--- Begin Supplied entries ---
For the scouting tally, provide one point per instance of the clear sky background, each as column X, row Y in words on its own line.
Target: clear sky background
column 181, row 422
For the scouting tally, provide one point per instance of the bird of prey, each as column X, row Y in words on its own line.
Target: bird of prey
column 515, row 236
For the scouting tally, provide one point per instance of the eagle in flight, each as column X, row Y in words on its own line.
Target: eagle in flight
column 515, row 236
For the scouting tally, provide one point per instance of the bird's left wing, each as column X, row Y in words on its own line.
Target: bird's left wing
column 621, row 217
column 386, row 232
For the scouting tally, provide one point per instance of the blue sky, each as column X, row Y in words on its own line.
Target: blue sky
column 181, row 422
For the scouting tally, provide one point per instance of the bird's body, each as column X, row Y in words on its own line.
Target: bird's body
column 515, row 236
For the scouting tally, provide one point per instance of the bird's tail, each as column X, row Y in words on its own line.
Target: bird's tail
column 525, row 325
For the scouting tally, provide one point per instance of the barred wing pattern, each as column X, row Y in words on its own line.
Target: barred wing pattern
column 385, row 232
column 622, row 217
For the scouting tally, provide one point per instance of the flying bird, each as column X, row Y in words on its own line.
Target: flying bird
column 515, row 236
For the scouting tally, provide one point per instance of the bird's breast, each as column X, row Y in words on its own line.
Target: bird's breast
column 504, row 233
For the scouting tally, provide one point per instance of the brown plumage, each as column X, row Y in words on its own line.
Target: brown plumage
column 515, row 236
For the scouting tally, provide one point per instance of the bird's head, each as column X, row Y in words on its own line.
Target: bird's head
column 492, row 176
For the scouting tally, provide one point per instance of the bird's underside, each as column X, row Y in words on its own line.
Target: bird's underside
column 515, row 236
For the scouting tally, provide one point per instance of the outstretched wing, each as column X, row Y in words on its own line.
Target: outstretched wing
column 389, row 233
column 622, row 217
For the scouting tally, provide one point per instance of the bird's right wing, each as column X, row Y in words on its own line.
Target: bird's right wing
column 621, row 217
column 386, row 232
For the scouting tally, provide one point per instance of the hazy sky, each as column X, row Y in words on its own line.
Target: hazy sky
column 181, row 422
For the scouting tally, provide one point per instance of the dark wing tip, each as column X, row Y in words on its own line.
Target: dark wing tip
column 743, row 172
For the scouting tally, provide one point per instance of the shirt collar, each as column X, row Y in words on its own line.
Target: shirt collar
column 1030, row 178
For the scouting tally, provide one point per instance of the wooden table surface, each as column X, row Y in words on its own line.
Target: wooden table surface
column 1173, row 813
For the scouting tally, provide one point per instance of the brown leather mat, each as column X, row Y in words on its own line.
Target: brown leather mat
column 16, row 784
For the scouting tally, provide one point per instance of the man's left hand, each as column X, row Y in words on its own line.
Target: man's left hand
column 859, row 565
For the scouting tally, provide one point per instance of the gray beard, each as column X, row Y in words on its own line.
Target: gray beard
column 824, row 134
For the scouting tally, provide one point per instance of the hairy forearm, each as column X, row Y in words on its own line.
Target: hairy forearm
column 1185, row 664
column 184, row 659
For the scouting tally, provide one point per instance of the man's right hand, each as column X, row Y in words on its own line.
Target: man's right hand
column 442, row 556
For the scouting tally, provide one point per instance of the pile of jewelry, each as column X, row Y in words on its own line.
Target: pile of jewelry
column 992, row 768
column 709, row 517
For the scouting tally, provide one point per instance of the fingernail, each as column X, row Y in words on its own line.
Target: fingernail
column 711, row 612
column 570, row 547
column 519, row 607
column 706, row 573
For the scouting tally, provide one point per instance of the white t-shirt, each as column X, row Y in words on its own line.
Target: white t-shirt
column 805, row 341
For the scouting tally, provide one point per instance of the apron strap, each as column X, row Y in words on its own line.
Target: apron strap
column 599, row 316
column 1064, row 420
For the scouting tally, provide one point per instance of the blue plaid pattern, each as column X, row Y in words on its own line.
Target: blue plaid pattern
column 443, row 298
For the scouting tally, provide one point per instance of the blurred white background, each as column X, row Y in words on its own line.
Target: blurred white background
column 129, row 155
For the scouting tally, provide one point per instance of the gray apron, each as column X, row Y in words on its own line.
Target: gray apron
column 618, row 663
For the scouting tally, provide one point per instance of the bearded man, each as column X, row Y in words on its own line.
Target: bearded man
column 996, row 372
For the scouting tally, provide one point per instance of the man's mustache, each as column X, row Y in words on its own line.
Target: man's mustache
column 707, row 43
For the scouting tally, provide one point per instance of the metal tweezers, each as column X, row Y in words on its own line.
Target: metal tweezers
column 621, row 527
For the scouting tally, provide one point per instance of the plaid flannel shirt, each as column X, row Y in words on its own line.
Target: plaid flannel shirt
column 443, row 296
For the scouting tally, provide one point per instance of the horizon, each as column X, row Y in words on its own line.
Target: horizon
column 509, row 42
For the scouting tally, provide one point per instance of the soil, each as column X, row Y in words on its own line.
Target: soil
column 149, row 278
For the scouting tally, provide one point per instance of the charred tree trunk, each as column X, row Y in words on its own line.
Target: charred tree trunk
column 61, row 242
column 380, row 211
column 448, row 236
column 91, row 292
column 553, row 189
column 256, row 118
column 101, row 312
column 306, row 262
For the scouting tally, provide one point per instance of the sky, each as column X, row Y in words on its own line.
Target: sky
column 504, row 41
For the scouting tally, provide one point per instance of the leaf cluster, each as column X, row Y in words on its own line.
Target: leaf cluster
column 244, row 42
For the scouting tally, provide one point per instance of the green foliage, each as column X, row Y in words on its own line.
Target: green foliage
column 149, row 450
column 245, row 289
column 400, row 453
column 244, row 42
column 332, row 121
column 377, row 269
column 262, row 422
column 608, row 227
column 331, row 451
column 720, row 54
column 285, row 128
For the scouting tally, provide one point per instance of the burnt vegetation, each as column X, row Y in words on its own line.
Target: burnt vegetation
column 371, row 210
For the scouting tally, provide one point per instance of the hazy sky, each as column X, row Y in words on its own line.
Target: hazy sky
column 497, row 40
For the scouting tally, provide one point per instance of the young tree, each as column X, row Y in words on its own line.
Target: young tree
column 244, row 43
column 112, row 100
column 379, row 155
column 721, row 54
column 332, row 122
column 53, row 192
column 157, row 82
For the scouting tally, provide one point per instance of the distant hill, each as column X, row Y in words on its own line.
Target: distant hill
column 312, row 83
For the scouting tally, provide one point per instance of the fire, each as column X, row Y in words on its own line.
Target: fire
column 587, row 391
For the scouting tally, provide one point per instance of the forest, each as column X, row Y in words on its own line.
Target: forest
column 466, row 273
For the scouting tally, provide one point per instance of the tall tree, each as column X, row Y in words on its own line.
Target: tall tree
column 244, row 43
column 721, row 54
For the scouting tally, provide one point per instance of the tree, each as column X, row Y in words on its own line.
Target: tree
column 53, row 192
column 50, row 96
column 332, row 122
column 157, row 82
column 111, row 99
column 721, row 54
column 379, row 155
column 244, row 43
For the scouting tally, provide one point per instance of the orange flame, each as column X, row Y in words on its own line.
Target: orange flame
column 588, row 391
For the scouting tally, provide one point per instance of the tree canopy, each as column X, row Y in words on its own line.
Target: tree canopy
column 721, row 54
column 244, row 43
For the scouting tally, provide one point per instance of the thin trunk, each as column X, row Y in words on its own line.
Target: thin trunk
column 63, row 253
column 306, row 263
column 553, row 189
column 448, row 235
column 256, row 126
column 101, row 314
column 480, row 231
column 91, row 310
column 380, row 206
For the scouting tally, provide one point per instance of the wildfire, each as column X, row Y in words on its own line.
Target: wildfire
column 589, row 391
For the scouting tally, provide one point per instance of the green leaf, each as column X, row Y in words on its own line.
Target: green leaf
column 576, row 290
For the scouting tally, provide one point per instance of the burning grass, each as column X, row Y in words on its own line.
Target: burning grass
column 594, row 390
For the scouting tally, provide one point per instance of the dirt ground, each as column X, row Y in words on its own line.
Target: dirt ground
--- End Supplied entries ---
* Task prompt: Copy word for word the lines of the records from the one containing "of the plaid" through the one containing "column 443, row 296", including both of those lines.

* Answer to the exercise:
For the scouting tally, provide one point per instance of the plaid flannel shirt, each as column X, row Y in words on its own line.
Target: plaid flannel shirt
column 443, row 296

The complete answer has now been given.